[Dataset items]
------------------------

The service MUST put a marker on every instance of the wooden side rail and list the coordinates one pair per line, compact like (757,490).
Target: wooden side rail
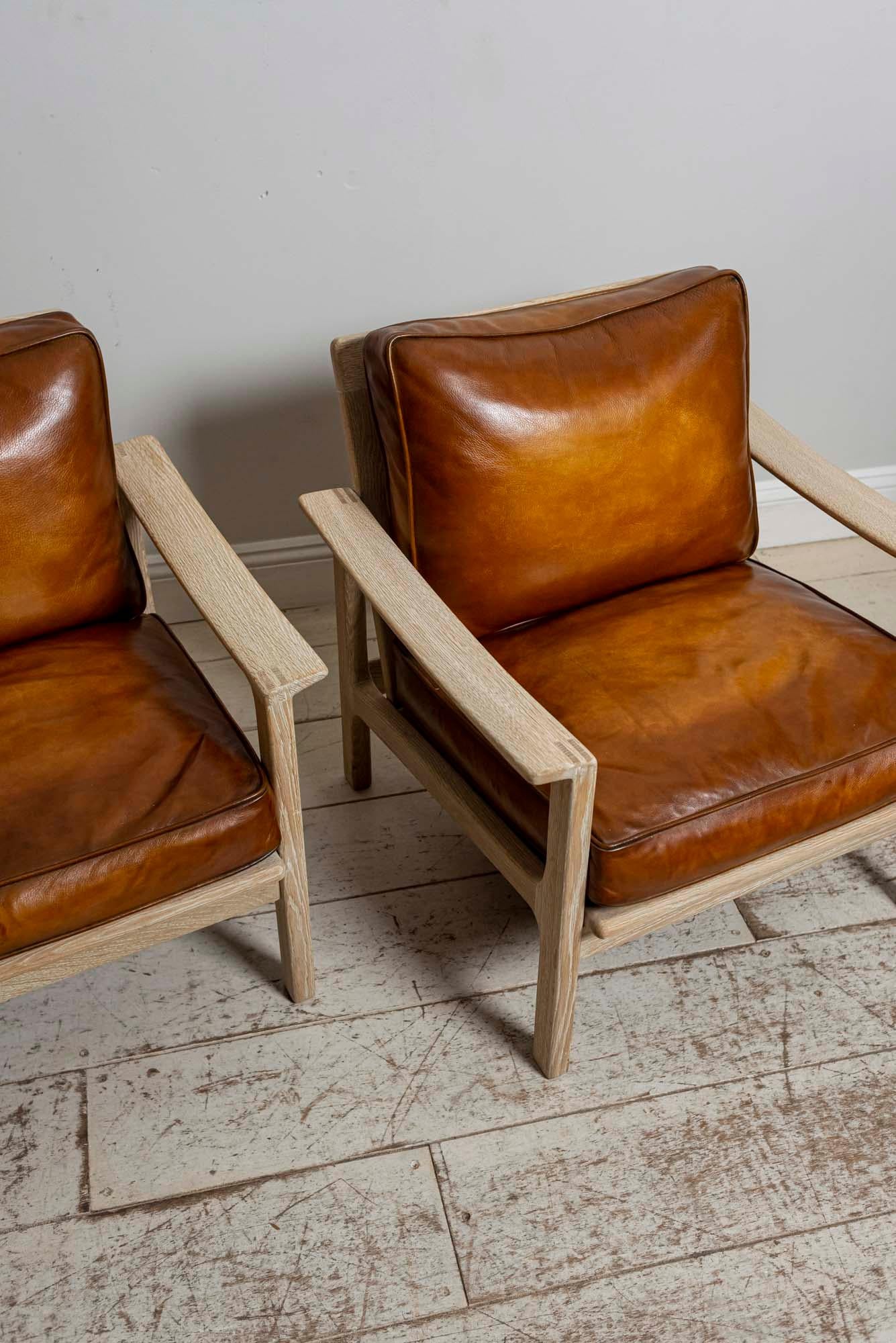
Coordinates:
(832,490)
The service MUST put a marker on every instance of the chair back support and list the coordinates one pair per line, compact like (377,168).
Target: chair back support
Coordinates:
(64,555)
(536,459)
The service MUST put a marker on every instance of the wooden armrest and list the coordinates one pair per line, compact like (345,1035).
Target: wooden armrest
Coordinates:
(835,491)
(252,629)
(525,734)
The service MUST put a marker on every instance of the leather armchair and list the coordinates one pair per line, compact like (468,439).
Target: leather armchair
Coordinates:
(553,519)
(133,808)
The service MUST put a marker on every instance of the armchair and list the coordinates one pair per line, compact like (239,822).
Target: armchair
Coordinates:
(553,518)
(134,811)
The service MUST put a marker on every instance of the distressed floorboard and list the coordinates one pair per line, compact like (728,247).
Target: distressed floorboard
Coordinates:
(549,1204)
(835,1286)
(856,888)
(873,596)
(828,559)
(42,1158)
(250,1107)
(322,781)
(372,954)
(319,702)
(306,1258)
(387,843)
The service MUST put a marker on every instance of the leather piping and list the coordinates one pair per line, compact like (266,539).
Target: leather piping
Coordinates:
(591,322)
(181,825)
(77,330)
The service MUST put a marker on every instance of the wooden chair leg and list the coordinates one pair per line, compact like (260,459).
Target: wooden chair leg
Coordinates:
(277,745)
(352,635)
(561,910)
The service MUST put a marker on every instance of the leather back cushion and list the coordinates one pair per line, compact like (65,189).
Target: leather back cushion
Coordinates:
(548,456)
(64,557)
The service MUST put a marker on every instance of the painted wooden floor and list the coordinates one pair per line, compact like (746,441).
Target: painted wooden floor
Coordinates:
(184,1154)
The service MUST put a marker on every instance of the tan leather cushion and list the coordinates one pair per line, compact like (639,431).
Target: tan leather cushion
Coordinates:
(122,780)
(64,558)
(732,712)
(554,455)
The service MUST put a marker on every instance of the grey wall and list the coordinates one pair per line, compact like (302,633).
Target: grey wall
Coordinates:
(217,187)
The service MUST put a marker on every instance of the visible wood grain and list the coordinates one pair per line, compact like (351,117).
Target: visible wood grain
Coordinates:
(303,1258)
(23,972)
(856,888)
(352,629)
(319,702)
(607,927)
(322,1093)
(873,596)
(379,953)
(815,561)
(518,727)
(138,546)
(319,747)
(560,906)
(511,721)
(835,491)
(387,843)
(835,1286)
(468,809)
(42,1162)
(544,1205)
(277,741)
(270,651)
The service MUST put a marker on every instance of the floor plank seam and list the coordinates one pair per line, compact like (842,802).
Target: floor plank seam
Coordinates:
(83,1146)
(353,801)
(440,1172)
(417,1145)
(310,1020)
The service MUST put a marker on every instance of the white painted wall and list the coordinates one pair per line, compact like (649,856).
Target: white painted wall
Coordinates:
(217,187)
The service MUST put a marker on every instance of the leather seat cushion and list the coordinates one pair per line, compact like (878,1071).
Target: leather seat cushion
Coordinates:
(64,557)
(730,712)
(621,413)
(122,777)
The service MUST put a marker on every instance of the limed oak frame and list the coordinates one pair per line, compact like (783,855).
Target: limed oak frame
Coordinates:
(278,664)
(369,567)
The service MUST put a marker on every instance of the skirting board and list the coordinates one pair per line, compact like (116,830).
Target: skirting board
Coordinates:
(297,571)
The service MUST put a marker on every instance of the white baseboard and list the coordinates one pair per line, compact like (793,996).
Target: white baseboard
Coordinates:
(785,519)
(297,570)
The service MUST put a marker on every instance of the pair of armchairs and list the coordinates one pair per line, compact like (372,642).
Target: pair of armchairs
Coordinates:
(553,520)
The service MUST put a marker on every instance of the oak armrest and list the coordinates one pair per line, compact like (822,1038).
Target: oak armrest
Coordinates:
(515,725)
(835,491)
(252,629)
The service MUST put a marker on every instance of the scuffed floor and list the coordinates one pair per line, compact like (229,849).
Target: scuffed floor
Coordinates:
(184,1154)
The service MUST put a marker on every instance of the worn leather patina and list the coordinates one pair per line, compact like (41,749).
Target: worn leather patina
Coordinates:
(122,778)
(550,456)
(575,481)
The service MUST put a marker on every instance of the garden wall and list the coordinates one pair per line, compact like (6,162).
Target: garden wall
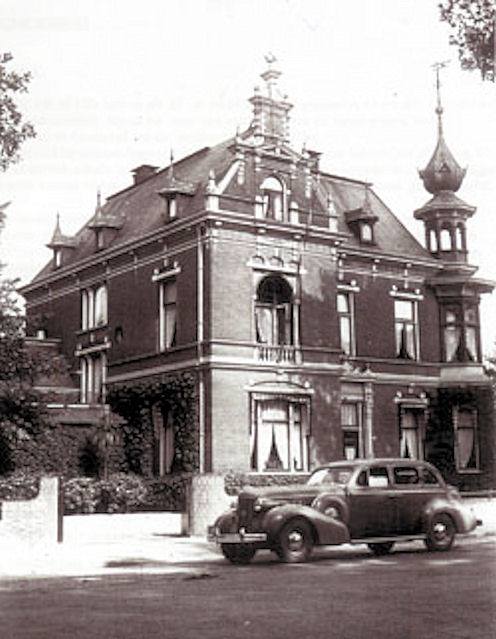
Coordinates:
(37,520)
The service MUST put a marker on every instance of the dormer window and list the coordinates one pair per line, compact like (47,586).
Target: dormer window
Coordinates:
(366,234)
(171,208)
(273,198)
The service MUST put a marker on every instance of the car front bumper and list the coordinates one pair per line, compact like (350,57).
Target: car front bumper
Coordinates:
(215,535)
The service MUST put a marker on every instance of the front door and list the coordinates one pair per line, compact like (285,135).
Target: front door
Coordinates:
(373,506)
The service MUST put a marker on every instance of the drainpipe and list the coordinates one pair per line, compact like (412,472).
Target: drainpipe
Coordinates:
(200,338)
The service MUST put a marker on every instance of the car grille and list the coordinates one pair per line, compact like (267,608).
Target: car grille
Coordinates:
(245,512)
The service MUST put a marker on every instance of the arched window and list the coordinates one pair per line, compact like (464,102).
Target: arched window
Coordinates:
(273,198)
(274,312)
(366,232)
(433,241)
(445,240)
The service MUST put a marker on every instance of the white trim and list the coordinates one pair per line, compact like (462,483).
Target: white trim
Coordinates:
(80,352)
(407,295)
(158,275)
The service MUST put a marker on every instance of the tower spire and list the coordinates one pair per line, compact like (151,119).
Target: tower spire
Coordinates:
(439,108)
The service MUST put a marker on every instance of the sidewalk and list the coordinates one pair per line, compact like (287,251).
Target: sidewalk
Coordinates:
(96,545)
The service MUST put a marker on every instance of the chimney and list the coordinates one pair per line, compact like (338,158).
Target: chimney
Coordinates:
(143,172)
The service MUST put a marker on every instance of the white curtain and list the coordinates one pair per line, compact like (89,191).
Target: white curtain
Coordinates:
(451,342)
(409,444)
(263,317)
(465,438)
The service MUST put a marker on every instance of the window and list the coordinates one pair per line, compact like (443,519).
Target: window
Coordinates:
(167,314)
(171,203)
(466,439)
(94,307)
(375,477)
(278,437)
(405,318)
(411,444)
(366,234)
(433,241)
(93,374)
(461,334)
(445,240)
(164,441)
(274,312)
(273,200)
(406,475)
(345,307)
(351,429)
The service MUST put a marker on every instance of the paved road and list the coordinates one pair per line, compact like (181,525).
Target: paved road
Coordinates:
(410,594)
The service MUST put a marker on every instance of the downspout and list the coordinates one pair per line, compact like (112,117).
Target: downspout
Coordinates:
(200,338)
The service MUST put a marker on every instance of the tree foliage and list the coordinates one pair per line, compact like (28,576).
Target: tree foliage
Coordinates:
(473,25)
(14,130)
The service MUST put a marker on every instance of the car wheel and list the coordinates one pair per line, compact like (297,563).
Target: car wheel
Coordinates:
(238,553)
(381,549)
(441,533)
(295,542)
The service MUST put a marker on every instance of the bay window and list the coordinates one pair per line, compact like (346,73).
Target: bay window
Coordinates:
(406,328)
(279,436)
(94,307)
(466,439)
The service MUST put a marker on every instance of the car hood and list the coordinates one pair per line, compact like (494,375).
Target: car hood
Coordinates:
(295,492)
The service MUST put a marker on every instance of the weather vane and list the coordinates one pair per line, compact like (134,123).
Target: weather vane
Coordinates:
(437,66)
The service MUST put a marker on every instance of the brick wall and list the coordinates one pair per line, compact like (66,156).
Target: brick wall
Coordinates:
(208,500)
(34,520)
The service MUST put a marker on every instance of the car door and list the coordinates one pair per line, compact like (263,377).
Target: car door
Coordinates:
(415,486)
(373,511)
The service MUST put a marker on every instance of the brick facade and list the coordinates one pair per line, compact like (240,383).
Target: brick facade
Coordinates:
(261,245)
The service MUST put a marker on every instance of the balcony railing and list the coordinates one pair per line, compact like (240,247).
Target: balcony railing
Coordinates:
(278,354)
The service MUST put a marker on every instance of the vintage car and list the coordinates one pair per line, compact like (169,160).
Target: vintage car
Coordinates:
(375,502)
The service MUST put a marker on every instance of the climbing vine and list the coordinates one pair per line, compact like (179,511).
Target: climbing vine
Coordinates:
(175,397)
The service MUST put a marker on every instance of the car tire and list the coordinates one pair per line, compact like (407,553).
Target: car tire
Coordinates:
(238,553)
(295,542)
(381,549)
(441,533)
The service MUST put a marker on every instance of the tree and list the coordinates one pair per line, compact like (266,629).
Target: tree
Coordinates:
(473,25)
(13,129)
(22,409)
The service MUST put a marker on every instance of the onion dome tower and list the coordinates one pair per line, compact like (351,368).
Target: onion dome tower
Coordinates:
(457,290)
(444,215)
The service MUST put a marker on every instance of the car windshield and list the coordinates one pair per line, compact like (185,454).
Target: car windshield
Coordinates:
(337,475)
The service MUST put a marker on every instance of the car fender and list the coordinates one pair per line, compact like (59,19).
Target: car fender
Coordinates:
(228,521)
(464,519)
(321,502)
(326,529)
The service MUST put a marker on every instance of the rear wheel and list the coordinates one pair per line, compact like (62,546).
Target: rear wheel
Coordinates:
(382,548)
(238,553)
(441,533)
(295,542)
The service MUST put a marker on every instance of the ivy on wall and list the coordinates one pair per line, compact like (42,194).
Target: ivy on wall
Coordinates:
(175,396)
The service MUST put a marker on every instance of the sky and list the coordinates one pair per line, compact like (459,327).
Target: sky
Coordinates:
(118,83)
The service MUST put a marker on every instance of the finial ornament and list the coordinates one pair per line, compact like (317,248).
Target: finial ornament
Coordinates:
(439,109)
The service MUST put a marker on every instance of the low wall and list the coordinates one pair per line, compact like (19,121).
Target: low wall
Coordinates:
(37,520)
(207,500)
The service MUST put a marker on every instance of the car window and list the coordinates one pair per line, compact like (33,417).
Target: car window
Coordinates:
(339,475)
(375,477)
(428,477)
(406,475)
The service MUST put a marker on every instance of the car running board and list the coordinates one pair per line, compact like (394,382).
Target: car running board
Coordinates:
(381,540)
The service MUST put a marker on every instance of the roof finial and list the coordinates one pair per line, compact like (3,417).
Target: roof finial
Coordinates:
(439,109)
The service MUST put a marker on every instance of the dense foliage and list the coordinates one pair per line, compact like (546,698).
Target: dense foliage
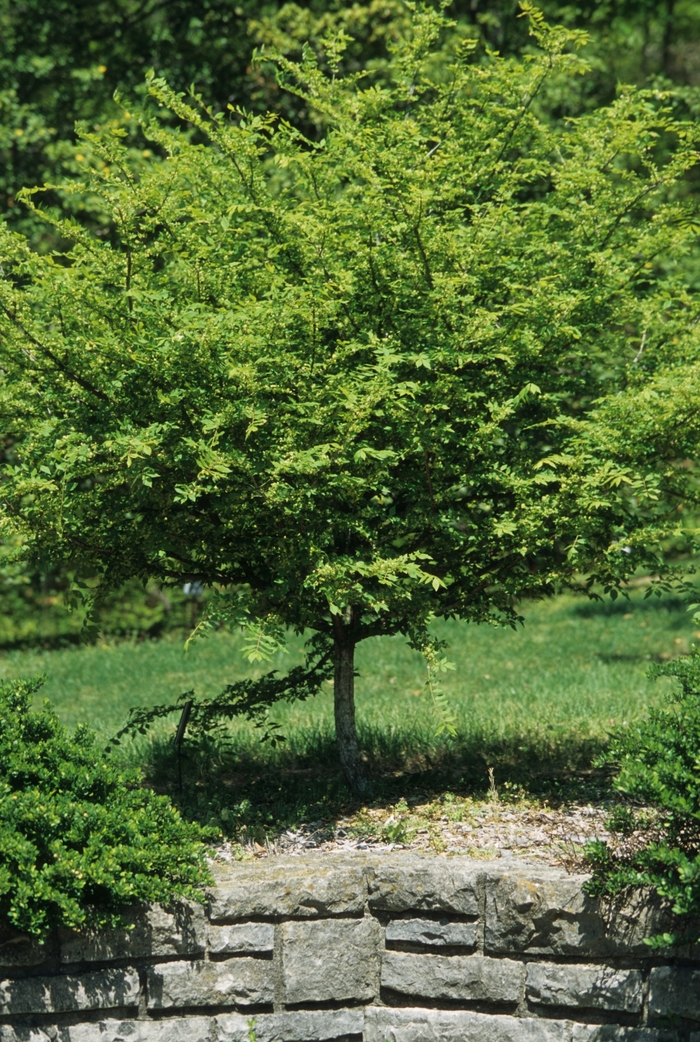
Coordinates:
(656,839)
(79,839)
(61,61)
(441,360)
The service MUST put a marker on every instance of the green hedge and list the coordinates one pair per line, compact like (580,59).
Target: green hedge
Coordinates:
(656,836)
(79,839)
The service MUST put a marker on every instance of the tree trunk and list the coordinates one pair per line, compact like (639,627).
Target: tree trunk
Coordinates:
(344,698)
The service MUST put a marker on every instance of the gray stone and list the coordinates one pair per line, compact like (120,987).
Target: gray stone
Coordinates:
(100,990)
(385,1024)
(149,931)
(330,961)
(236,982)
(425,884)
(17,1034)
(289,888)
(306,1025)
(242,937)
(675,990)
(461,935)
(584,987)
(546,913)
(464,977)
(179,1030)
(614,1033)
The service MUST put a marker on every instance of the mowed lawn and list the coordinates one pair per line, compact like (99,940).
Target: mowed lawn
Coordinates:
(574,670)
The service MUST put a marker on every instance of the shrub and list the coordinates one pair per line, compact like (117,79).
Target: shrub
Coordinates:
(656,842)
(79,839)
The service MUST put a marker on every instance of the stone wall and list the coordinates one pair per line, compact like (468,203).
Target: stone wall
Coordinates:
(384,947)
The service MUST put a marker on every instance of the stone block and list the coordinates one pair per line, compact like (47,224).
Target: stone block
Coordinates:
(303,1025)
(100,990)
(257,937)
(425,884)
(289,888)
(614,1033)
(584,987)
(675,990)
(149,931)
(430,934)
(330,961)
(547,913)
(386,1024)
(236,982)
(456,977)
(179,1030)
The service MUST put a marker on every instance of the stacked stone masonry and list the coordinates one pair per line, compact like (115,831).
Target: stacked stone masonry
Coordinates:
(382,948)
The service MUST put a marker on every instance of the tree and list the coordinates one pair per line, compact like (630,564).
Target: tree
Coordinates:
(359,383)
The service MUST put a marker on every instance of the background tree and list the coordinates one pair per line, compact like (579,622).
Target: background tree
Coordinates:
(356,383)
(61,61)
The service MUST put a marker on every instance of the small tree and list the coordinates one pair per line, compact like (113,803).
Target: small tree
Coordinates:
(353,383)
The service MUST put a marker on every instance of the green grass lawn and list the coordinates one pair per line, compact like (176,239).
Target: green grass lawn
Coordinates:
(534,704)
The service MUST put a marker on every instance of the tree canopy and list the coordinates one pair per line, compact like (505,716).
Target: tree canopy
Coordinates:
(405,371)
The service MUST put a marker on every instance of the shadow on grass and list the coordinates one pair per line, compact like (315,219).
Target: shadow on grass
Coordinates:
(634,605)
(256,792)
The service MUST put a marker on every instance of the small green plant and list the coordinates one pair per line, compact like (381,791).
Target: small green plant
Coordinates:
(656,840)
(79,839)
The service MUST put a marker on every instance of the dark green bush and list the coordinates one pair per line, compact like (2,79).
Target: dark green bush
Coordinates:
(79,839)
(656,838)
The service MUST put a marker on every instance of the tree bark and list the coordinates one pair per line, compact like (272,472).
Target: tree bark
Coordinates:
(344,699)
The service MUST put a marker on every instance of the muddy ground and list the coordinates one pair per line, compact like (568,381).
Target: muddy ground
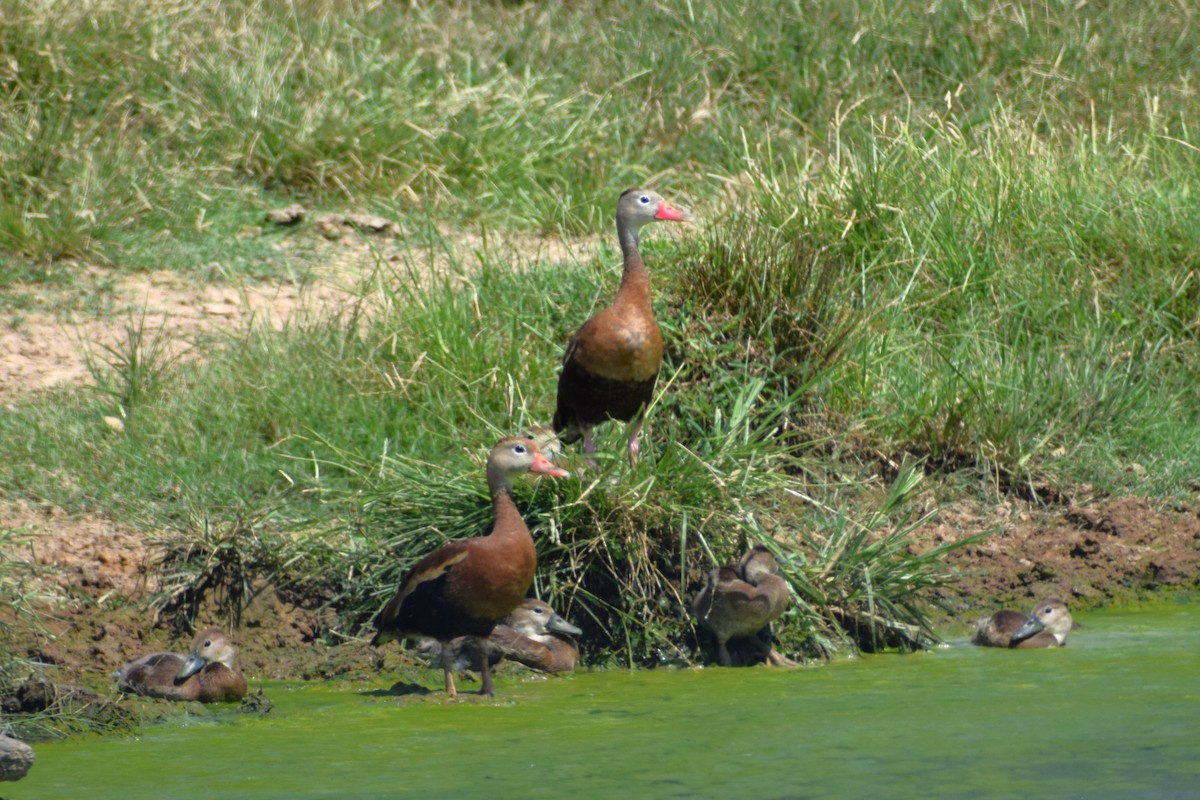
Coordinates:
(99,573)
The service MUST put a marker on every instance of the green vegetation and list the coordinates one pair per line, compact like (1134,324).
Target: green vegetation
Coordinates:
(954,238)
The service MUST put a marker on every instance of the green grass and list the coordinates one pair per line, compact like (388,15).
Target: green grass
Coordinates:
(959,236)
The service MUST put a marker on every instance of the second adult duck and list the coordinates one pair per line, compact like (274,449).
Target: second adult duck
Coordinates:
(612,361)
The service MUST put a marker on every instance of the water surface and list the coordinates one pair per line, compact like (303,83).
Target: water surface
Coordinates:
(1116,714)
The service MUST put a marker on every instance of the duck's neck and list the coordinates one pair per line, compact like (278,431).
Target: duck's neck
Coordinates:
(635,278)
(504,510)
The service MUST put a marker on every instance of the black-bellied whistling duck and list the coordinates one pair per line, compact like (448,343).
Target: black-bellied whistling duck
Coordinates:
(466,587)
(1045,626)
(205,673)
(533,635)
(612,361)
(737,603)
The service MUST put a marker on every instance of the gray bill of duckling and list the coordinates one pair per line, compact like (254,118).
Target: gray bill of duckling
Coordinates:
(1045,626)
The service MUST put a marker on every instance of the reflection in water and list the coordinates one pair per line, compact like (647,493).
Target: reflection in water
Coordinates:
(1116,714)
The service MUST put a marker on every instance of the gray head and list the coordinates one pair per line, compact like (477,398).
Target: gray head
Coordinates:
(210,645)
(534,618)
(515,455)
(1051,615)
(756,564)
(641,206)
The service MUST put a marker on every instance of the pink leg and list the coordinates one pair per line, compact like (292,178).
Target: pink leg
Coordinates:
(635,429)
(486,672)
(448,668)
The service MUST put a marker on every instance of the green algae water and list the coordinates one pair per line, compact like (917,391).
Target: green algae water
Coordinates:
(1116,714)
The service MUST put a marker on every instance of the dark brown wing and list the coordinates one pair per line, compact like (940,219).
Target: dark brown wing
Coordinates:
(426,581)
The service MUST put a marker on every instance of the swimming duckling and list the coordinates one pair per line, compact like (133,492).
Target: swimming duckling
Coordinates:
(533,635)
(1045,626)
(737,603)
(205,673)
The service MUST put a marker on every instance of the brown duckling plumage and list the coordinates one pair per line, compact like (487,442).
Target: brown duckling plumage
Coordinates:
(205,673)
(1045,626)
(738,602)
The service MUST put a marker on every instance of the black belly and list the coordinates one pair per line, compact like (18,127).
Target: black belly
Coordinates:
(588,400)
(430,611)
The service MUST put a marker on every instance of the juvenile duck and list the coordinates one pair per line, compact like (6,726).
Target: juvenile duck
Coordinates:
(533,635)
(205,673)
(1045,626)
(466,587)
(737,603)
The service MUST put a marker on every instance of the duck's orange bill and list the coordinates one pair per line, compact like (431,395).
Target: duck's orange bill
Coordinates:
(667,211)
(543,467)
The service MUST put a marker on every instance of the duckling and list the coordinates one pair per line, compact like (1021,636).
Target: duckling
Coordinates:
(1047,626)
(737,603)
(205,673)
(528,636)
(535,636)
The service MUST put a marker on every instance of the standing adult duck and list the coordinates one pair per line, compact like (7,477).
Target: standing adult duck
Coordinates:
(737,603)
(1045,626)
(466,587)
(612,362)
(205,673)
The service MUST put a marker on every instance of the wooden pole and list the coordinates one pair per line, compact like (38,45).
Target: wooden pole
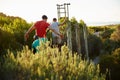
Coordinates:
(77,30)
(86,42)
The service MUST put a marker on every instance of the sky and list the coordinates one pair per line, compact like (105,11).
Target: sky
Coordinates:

------------------------

_What to do_
Find the line with "compact like (639,627)." in the entries above. Retype it and each line after it, exactly, through the line with "Target: stone block", and stop there.

_Written solution_
The service MUST put a marker on every instance of the tree trunk and list the coordinates one pair per line, compact like (639,627).
Target: tree trunk
Coordinates:
(344,698)
The service MUST put a marker on every instance of the gray stone and list the coordinates one pair per line, compact like (120,987).
Target: gray stone
Coordinates:
(100,990)
(385,1024)
(149,931)
(330,961)
(236,982)
(425,884)
(17,1034)
(289,888)
(306,1025)
(242,937)
(675,990)
(461,935)
(584,987)
(546,913)
(464,977)
(179,1030)
(614,1033)
The service MUST put a marker on every instance of the mowed lawn and list the coordinates one pair per line, compact like (99,940).
Target: mowed lawn
Coordinates:
(574,670)
The service MUST put a marker on every instance of the shrub and list the coordinates one pair per line, compact like (117,79).
Target: shrub
Coordinates:
(656,842)
(79,839)
The service MUST put a marker on every instance of the stone wall and list the coordinates one pair per line, compact like (468,203).
Target: stone wall
Coordinates:
(384,947)
The service MUST put a marker on every instance of the stone block and list the coordinates one pair per line, compact like (47,224).
Target: stone block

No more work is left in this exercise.